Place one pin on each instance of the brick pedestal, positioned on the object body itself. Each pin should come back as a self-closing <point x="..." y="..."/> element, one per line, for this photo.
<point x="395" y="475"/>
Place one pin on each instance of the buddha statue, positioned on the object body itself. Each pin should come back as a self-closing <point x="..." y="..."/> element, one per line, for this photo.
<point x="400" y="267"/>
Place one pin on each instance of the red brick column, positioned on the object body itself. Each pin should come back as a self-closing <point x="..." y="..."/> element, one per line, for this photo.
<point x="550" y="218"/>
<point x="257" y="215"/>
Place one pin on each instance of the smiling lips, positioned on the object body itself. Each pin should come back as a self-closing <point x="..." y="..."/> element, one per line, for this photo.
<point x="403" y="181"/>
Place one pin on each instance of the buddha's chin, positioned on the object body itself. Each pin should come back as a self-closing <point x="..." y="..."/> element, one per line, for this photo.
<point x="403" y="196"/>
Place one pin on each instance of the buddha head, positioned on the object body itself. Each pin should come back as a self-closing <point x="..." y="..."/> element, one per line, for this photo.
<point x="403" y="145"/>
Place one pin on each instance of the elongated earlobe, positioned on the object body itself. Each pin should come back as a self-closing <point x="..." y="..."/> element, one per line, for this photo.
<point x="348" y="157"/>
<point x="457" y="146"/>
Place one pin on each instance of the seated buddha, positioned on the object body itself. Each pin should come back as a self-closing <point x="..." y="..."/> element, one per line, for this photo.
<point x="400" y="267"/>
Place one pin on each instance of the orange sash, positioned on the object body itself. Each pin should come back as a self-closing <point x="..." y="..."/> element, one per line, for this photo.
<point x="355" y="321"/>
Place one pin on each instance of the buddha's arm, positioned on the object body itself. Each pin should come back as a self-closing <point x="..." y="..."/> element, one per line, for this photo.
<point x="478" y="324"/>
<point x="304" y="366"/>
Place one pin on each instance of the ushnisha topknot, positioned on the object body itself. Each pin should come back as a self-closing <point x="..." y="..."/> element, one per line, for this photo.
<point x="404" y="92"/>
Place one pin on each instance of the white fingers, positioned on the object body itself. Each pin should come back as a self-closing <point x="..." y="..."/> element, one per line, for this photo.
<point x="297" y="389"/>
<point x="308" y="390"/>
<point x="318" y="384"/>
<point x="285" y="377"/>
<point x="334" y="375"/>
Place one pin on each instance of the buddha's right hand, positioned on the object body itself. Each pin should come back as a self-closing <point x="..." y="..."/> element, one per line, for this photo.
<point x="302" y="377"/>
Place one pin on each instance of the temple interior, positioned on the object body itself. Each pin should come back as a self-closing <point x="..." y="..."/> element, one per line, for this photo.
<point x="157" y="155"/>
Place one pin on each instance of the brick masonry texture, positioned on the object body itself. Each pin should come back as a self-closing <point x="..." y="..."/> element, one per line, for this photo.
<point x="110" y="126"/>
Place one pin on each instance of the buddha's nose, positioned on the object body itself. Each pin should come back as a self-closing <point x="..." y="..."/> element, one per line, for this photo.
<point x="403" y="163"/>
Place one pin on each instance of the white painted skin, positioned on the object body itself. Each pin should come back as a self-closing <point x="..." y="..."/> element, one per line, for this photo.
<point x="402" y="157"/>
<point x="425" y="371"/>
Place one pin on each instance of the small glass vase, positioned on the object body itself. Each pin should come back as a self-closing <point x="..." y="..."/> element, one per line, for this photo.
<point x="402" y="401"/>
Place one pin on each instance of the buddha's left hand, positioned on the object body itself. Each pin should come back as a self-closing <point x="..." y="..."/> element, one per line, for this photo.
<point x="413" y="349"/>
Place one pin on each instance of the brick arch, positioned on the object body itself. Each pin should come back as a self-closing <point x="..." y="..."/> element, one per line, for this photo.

● ● ● ● ● ● ●

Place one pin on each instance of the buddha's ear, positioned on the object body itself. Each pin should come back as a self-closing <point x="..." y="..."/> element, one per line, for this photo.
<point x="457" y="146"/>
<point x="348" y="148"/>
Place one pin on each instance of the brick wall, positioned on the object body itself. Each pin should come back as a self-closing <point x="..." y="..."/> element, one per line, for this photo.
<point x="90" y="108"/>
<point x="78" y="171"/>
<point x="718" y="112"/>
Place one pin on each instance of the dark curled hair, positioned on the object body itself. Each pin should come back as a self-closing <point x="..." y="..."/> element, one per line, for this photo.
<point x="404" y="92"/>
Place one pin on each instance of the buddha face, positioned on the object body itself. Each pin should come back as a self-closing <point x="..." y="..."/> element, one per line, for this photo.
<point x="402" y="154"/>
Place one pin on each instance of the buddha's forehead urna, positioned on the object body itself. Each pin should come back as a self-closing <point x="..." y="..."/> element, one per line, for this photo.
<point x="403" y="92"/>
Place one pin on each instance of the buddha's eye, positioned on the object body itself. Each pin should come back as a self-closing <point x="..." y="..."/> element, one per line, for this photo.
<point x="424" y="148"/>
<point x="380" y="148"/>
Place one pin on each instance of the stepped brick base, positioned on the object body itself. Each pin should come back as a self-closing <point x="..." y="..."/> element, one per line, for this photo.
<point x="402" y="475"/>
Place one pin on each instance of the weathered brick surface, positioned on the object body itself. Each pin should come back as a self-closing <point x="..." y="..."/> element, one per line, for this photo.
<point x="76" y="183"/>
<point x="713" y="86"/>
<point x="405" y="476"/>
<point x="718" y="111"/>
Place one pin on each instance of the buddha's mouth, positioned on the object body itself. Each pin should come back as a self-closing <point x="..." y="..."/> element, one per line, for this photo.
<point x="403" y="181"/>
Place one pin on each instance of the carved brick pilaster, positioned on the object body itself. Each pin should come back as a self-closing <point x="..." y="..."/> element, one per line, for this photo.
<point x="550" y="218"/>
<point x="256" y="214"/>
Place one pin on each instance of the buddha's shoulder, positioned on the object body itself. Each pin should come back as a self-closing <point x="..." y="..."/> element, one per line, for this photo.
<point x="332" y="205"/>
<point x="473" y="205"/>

● ● ● ● ● ● ●

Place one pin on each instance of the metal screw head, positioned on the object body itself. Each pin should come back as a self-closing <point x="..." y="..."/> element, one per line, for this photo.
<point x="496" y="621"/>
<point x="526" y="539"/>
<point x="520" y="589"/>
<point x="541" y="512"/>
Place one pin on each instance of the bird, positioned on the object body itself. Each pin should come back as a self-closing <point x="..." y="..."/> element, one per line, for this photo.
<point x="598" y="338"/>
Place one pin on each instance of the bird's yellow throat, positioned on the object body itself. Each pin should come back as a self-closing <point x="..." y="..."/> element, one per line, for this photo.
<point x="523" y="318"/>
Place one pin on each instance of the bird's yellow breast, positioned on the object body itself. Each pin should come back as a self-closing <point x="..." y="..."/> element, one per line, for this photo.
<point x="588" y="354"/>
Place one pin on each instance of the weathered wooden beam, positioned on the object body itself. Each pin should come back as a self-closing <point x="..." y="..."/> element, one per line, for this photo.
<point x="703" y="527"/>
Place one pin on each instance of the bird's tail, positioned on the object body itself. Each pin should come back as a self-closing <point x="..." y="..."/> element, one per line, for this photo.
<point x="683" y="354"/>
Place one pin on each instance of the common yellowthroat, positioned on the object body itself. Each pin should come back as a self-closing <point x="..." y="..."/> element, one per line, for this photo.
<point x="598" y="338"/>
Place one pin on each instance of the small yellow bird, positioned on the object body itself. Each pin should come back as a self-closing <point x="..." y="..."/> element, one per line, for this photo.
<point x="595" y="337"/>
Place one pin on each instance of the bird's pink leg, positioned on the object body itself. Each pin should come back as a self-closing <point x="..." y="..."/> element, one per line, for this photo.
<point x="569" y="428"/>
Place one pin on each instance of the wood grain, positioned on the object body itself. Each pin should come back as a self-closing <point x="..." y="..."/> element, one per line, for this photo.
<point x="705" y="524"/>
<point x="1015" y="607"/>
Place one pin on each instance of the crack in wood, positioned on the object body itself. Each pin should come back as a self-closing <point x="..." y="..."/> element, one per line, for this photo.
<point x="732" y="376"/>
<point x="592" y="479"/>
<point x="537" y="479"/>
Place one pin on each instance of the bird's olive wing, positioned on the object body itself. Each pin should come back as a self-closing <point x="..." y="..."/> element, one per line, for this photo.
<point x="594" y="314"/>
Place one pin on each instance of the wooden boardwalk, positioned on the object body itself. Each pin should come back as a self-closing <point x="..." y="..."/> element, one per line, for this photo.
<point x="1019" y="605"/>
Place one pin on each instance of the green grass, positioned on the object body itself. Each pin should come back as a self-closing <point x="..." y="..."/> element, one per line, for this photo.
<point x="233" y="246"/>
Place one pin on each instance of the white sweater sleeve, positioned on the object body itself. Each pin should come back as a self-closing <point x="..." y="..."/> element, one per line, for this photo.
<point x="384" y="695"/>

● ● ● ● ● ● ●

◆ **Exercise task**
Pull together every line above that contains the word "small", copying each one in full.

◆ **Solution to the problem**
Place one pin on each instance of the small glass vase, positioned on the object body itself. Each pin should come back as a self-closing <point x="..." y="..."/> element, one per line, for this photo.
Place one pin on each instance of the small yellow bird, positioned on the object body itself. Each pin should come back as a self-closing <point x="..." y="..."/> element, one per line, for this photo.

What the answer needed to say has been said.